**** Materials provided ****

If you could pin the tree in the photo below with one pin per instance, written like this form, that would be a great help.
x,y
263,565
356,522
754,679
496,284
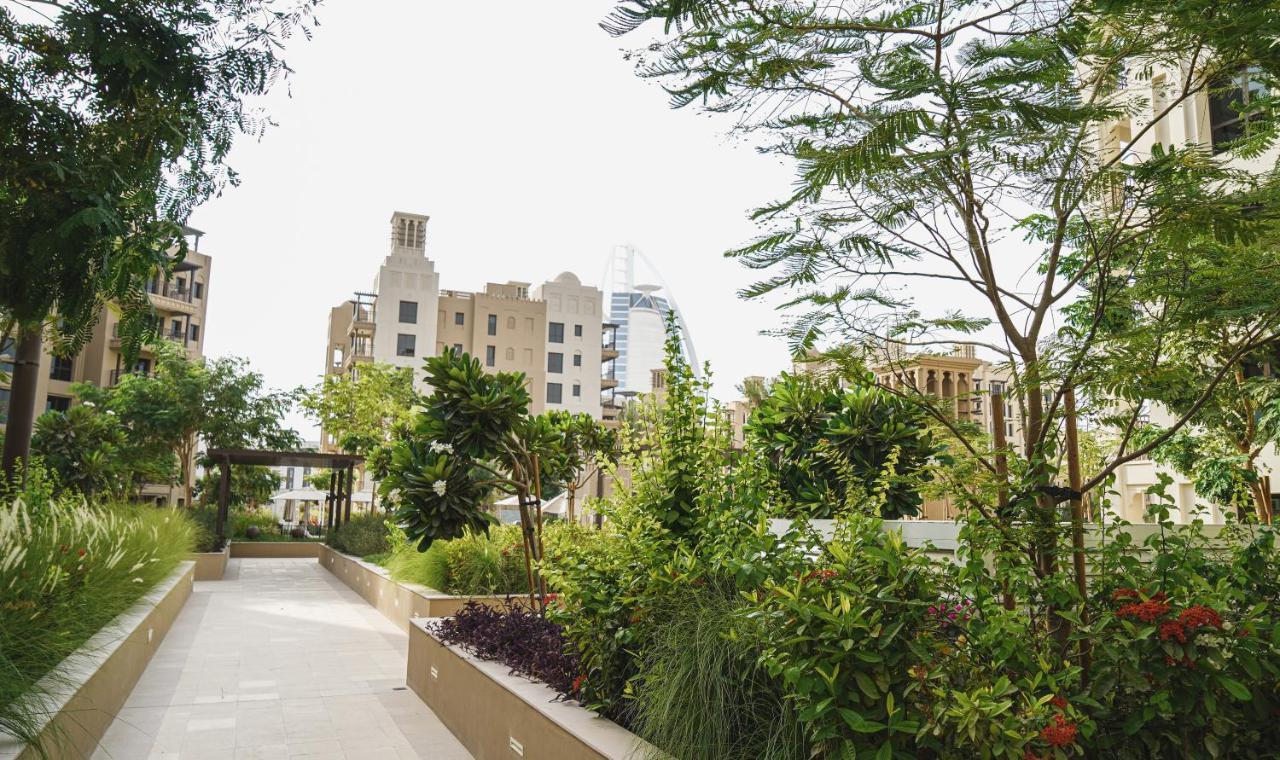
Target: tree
x,y
584,445
219,402
115,120
362,411
471,438
83,448
929,137
827,443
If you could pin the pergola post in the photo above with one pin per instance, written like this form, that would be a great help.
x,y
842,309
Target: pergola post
x,y
350,489
224,495
329,516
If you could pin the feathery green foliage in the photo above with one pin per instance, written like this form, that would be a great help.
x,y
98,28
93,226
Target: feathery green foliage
x,y
67,571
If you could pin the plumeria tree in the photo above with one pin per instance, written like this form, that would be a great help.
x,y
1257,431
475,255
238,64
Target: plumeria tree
x,y
472,439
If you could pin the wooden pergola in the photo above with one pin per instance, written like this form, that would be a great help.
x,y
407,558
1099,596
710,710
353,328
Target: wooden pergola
x,y
341,479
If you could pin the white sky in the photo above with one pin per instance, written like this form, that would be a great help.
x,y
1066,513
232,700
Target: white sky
x,y
529,141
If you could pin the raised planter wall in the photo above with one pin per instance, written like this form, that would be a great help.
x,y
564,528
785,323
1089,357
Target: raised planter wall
x,y
91,686
499,715
211,566
277,549
400,603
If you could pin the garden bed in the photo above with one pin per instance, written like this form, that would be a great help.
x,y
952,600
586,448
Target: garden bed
x,y
277,549
496,714
90,687
211,566
398,601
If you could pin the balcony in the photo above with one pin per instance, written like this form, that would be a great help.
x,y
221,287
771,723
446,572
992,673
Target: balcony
x,y
181,337
114,378
172,297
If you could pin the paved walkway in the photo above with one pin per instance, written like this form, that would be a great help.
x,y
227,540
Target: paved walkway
x,y
279,659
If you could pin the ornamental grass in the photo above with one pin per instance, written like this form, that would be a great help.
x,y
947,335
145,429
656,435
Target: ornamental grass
x,y
67,570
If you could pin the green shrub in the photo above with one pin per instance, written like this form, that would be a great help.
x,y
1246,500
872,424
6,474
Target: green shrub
x,y
205,518
362,535
264,520
67,571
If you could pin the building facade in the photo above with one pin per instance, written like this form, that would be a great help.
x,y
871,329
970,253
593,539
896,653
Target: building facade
x,y
181,301
554,333
1210,120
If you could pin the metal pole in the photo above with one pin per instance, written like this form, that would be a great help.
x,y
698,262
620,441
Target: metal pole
x,y
224,495
330,518
351,488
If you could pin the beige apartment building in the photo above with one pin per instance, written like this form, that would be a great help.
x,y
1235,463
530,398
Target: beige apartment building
x,y
554,333
181,301
503,328
960,381
1208,122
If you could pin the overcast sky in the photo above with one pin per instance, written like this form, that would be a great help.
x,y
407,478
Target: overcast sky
x,y
524,134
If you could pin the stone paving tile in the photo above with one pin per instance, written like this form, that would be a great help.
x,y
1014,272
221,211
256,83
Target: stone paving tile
x,y
278,660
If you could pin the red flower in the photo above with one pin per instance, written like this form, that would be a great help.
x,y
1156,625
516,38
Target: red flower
x,y
1147,612
1171,630
1200,617
1060,732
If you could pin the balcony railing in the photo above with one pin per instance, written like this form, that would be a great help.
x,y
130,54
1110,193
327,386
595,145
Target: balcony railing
x,y
177,337
114,378
178,292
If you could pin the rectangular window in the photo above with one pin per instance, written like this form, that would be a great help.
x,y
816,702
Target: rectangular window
x,y
1230,108
60,369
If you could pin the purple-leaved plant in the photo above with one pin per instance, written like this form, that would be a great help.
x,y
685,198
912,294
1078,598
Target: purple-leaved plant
x,y
525,641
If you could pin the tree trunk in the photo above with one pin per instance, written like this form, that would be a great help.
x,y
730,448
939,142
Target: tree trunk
x,y
22,404
187,453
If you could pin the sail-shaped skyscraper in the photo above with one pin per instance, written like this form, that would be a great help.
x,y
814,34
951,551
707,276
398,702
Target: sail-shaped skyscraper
x,y
639,301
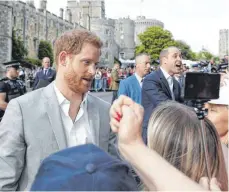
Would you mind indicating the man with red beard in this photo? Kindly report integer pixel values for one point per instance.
(56, 117)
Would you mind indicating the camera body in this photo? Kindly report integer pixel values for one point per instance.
(201, 86)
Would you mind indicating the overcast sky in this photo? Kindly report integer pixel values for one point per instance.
(195, 21)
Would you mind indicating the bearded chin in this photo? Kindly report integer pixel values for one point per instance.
(73, 82)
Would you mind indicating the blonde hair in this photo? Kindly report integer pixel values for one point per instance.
(73, 41)
(174, 133)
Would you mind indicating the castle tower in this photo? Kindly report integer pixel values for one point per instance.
(6, 12)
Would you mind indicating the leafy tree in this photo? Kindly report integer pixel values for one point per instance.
(36, 62)
(153, 40)
(186, 50)
(45, 50)
(205, 55)
(117, 61)
(18, 49)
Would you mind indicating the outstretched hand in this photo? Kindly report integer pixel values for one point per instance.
(126, 118)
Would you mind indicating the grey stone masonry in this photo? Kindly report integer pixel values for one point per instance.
(5, 31)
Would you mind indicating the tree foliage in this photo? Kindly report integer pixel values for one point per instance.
(154, 40)
(117, 61)
(205, 55)
(187, 53)
(45, 50)
(18, 49)
(33, 61)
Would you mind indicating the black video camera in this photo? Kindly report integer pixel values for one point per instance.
(201, 86)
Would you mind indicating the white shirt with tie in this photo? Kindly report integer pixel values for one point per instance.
(140, 79)
(78, 132)
(169, 80)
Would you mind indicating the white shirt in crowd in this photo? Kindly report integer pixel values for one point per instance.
(169, 80)
(79, 132)
(139, 79)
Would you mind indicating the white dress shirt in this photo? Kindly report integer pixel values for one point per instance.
(169, 80)
(79, 132)
(139, 79)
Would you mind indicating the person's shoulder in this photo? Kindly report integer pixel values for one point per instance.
(30, 97)
(99, 102)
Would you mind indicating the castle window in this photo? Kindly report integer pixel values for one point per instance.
(15, 21)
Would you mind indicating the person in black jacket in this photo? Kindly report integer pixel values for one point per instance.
(161, 85)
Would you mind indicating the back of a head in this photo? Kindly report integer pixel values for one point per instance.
(174, 132)
(83, 168)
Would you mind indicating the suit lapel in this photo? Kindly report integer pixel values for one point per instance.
(135, 81)
(93, 118)
(176, 89)
(165, 82)
(54, 116)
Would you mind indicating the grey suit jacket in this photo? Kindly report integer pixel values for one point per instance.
(32, 129)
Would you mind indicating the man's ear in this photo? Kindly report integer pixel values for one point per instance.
(63, 58)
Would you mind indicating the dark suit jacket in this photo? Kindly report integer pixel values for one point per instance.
(40, 76)
(131, 88)
(155, 90)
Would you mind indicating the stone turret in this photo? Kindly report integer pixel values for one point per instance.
(6, 26)
(61, 13)
(43, 5)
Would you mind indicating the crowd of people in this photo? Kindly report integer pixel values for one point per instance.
(60, 137)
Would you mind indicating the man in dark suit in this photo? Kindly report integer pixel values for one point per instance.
(160, 85)
(132, 86)
(45, 76)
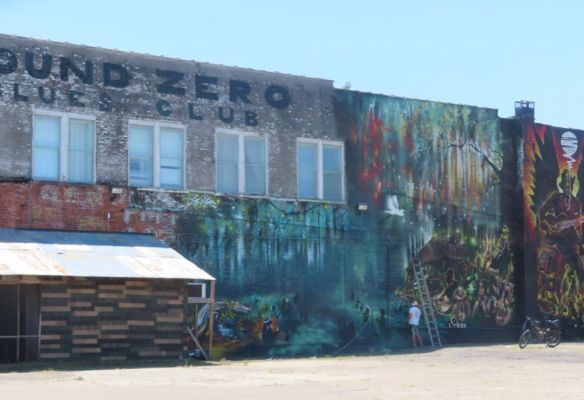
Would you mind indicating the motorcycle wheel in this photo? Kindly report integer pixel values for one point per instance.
(524, 339)
(553, 339)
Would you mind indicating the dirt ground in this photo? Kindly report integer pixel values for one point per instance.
(488, 372)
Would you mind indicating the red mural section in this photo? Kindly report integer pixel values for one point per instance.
(553, 195)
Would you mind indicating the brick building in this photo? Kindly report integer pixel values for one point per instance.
(306, 202)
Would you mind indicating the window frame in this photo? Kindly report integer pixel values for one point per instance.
(63, 159)
(156, 126)
(241, 135)
(320, 144)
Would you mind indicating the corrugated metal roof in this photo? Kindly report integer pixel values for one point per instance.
(88, 254)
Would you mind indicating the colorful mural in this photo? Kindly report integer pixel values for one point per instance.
(553, 217)
(436, 168)
(314, 278)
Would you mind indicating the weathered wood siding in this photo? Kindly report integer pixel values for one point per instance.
(112, 319)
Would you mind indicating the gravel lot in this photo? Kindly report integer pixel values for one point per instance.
(487, 372)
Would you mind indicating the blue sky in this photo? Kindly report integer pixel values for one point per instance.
(485, 53)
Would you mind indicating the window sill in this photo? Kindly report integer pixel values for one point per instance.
(158, 190)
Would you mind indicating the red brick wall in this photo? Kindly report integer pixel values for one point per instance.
(79, 207)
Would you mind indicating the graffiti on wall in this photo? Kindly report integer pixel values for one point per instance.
(438, 167)
(553, 217)
(304, 277)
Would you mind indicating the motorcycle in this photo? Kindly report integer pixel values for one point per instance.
(534, 331)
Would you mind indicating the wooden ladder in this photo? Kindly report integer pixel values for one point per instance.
(427, 307)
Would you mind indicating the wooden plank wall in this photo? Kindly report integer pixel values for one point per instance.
(112, 320)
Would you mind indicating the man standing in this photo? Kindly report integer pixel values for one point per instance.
(414, 320)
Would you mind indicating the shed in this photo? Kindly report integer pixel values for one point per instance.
(84, 295)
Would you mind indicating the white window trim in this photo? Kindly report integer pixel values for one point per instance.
(241, 135)
(157, 125)
(64, 118)
(320, 168)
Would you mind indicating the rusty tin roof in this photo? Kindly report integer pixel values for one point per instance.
(89, 254)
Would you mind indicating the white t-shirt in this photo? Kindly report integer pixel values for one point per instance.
(415, 314)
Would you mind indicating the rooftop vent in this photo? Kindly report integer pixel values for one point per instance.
(525, 110)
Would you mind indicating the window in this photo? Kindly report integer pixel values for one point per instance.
(241, 163)
(319, 170)
(156, 154)
(63, 147)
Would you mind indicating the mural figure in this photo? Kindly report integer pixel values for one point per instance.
(553, 175)
(559, 241)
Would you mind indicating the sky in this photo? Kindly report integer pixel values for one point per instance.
(483, 53)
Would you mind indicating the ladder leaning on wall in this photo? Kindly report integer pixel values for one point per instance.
(427, 307)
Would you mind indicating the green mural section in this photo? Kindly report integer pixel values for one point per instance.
(314, 278)
(436, 167)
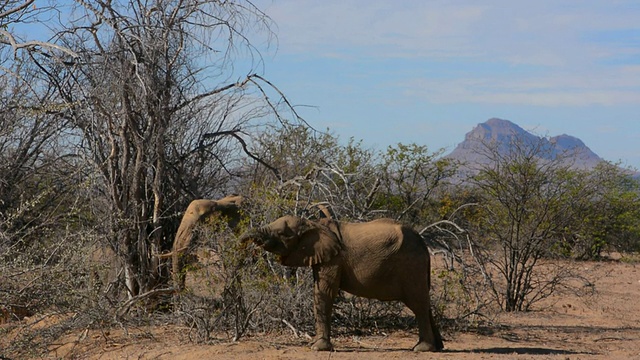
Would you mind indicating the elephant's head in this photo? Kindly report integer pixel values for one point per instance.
(298, 242)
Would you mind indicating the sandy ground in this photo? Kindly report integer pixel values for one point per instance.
(605, 326)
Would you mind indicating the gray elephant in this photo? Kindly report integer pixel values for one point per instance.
(381, 259)
(227, 208)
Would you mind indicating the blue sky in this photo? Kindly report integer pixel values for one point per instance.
(429, 71)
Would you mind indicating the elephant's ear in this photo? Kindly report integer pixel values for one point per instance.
(317, 244)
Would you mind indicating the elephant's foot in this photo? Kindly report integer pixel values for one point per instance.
(322, 344)
(425, 346)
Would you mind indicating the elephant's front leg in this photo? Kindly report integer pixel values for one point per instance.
(326, 279)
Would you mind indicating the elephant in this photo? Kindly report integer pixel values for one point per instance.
(381, 259)
(227, 208)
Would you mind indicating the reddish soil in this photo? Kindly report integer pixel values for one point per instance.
(603, 326)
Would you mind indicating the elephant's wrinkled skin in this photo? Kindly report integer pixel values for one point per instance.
(227, 208)
(381, 259)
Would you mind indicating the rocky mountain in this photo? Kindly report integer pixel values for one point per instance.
(504, 133)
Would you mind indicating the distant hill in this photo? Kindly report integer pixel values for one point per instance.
(503, 133)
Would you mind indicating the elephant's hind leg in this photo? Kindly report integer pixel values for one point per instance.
(326, 285)
(429, 337)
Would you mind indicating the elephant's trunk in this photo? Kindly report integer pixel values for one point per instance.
(255, 235)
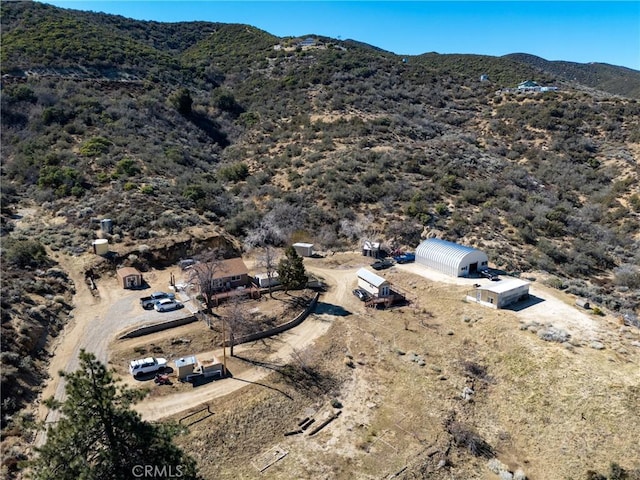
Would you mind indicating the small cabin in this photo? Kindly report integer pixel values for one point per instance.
(262, 280)
(304, 249)
(372, 283)
(371, 249)
(501, 294)
(185, 366)
(129, 277)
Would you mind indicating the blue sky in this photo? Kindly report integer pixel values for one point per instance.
(576, 31)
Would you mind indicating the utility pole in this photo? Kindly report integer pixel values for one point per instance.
(224, 349)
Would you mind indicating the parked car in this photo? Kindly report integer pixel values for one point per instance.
(146, 365)
(381, 264)
(361, 294)
(491, 276)
(149, 302)
(167, 305)
(405, 258)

****

Print each line from the one containing "Would you mind indicating the elephant's ear" through the last line of the listing, both included, exactly and with no pictures.

*Result below*:
Would you mind indicating the elephant's ear in this photo? Kindly report integer pixel values for one point per instance.
(317, 244)
Would you mind indicating the elephant's foot in this photo? Kindly report integer pixel values for one point per instance.
(322, 344)
(425, 346)
Would you mind indicating the elephant's front leg in this photo? Kindly report integer pixel values for one point per instance.
(326, 279)
Would you mind indicating the elephant in this photo? Kindly report integer pixel values for one point per instance.
(381, 259)
(227, 208)
Would you mind indicating the reddish soil in this photo? Kindly report integer pixel values for one point per instance.
(603, 326)
Would you mind indicating the elephant's wrinkled skin in this photo? Kindly report integer pixel values for one point per instance.
(227, 208)
(381, 259)
Would you mind indicating the rocky mountain in this photo? Kindly report integer pixel values for one point per instance.
(504, 133)
Would you mind indicating the distant hill in this photo? Kindly report integer pixel values for one point per instance.
(503, 133)
Would you mind indicating the elephant's hind leg in this photo? Kindly report integer pixel values for one point per instance.
(326, 285)
(429, 337)
Would you mind indicating the elephant's trunk in this photo? Kindly report integer pixel values for one point per instance.
(255, 235)
Would you mind indicating the small cabin in this photo? Kindly report integer pixel values for one point per instance.
(262, 280)
(304, 249)
(372, 283)
(371, 249)
(501, 294)
(185, 366)
(129, 277)
Would you mind indicating the blue sky in this photo? Kindly report integer pixel values for one point per instance.
(576, 31)
Would you mind indicating the utility pole in this photo? Kindly report integer pixel values for one point per instance.
(224, 349)
Would you mind indicating the parked car in this photo? Kindly report integer pixel values for one point per instance.
(146, 365)
(381, 264)
(361, 294)
(491, 276)
(149, 302)
(167, 305)
(405, 258)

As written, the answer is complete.